===== Text

By Ian Chuang, M.D., M.S., F.C.F.P. Senior Vice President,  Medical Director Lockton Benefit Group

By Ian Chuang, M.D., M.S., F.C.F.P. Senior Vice President, Medical Director Lockton Benefit Group

Employers are looking for ways to reduce soaring health care costs, and passing along a higher percentage of insurance premiums to employees will only take them so far. That approach simply shifts costs temporarily to an earlier point in time. Instead the goal should be to slow the rate of increase, changing the slope of the cost curve.

Claims follow risk; that’s why the majority of employers who provide health insurance also provide some type of wellness benefit. The 2012 Kaiser Family Foundation and Health Research and Educational Trust annual survey of employer health benefits found that 63 percent of companies that offered health benefits also offered at least one wellness program, with a goal of changing those behaviors that lead to disease and cost.

Although many small and medium companies already offer some level of wellness program, the perception is often that full-blown wellness programs are achievable primarily at large organizations. What leaders of smaller organizations need to understand, however, is they have some distinct advantages in what they may be able to achieve for their employees if a wellness program is approached in the right way.

==========
===== Dataset extract

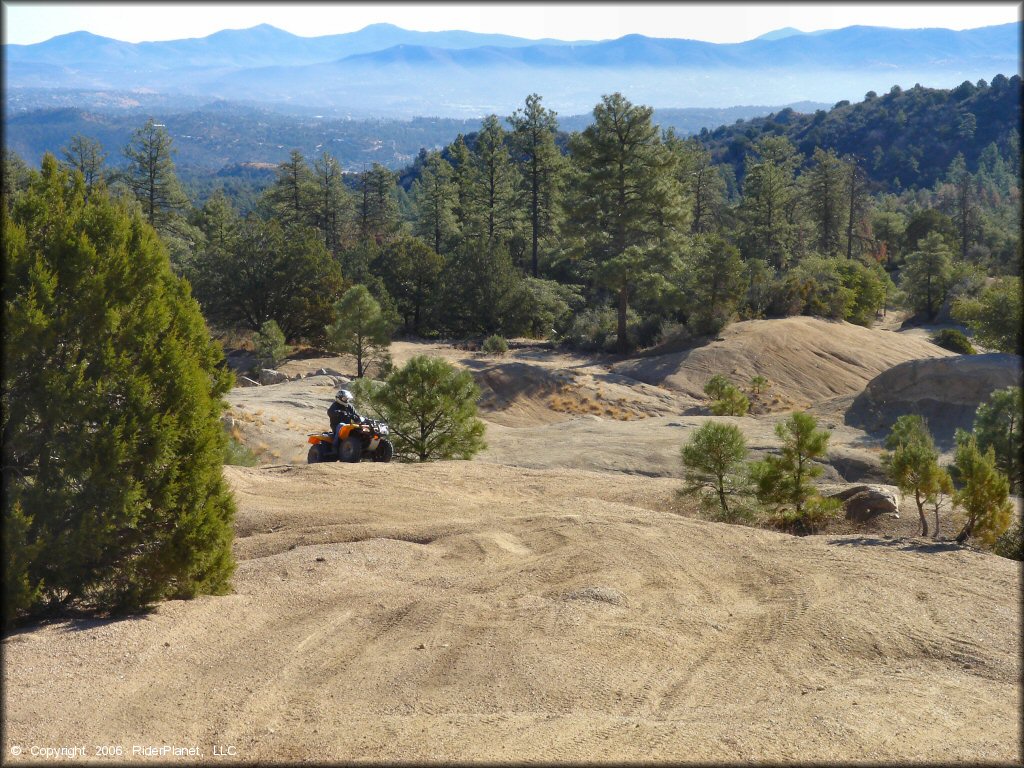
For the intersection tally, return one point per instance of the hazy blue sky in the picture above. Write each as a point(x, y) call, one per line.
point(35, 22)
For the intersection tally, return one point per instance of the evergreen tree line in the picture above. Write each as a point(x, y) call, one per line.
point(624, 237)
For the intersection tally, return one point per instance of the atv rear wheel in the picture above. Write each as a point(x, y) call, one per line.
point(350, 451)
point(384, 451)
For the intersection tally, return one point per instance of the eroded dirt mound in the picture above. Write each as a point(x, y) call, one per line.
point(945, 391)
point(804, 358)
point(470, 611)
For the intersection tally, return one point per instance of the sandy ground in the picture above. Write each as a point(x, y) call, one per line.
point(544, 602)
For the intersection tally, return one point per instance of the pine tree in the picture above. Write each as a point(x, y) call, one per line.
point(824, 195)
point(966, 213)
point(333, 208)
point(783, 481)
point(627, 211)
point(152, 177)
point(912, 464)
point(112, 397)
point(434, 195)
point(265, 273)
point(219, 221)
point(359, 329)
point(292, 197)
point(411, 270)
point(997, 425)
point(702, 181)
point(925, 279)
point(87, 157)
point(713, 457)
point(858, 204)
point(496, 192)
point(463, 176)
point(984, 493)
point(430, 408)
point(541, 167)
point(377, 207)
point(769, 196)
point(717, 283)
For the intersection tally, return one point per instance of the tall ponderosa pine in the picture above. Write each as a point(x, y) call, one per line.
point(411, 269)
point(825, 187)
point(333, 206)
point(463, 176)
point(265, 273)
point(857, 209)
point(925, 279)
point(965, 207)
point(769, 198)
point(627, 210)
point(702, 180)
point(496, 188)
point(292, 197)
point(376, 206)
point(152, 177)
point(114, 496)
point(541, 168)
point(435, 198)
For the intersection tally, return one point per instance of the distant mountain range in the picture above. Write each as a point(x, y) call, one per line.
point(389, 72)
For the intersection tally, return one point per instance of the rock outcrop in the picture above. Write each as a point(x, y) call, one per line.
point(944, 390)
point(863, 503)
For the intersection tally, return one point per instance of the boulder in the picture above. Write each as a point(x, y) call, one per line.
point(944, 390)
point(269, 376)
point(863, 503)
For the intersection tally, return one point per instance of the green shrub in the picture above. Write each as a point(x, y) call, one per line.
point(783, 481)
point(713, 459)
point(1011, 544)
point(112, 397)
point(732, 402)
point(953, 340)
point(495, 345)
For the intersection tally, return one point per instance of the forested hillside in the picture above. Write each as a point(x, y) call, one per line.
point(214, 136)
point(620, 236)
point(904, 138)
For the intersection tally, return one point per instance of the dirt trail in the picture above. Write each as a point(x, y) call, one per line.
point(545, 602)
point(483, 612)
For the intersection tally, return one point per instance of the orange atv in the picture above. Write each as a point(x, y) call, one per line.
point(365, 439)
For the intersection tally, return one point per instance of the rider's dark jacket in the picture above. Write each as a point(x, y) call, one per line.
point(342, 414)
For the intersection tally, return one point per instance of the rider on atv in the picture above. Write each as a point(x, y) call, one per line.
point(342, 412)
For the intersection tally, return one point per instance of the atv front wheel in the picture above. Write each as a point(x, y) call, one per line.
point(384, 451)
point(350, 451)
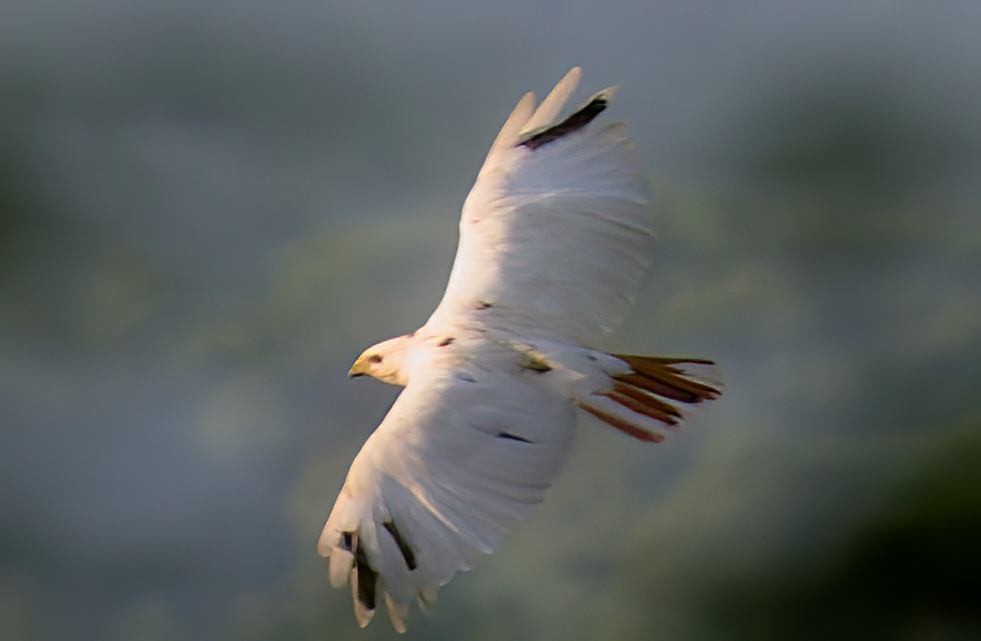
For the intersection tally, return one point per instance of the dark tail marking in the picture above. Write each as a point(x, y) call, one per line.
point(665, 377)
point(651, 390)
point(575, 122)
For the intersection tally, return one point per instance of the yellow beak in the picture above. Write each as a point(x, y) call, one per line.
point(358, 369)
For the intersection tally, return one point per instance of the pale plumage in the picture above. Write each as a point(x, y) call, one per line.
point(554, 243)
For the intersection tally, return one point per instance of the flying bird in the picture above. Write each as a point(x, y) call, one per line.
point(554, 244)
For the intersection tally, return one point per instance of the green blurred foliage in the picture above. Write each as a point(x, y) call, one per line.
point(206, 214)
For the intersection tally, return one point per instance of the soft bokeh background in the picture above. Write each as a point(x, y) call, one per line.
point(208, 209)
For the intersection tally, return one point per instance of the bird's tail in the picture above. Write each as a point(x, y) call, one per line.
point(654, 394)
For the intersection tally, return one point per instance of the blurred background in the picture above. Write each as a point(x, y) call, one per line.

==========

Problem set
1/ In the text on employer health costs, condense the paragraph beginning "Claims follow risk" into a short bulleted list that keeps its main facts.
2/ Extend the piece on employer wellness programs, picking up after its final sentence.

Answers to this exercise
1/
- Claims follow risk, so most employers that provide health insurance also provide some type of wellness benefit.
- The 2012 Kaiser Family Foundation and Health Research and Educational Trust annual survey of employer health benefits found that 63 percent of companies offering health benefits also offered at least one wellness program.
- The goal of these programs is to change the behaviors that lead to disease and cost.

2/
You Can’t Manage What You Don’t Measure

When you’re a company like Disney, with more than 40,000 employees in the United States alone, you can assume that whatever is true for the general U.S. population also is likely to be true for your employees. The approach of trying a variety of wellness activities and hoping something will work has validity in such large organizations. When your organization has fewer than 2,000 employees, however, you can’t safely make such assumptions.

Measuring the health of the employee population is of paramount importance for smaller organizations, where the distribution of health risks tends to be unique. A health risk management consultant can be crucial in helping you identify your risks and determining the best ways to mitigate those risks with a well-designed health risk strategic plan. After all, part of achieving a positive ROI is managing the right amount of “I”.

When you rely solely on claims data, you have quantitative insights only for those employees who actually use their health benefit. Therefore it’s crucial to complete your understanding of your employee population by integrating claims data with data from health risk assessments and biometric screenings. The data collected will help you do three things:

•Fully identify the types of health issues and potential risk factors

facing your employees.

•Understand your health care cost drivers.

•Establish a benchmark against which you can measure progress.

Aim For a Small But Meaningful Target

Once you understand the health of your employees, you can develop a highly targeted wellness program, offering only those features you know will have an impact. After all, it’s not about getting large numbers of employees who participate. It’s about getting the right ones to participate and to make changes.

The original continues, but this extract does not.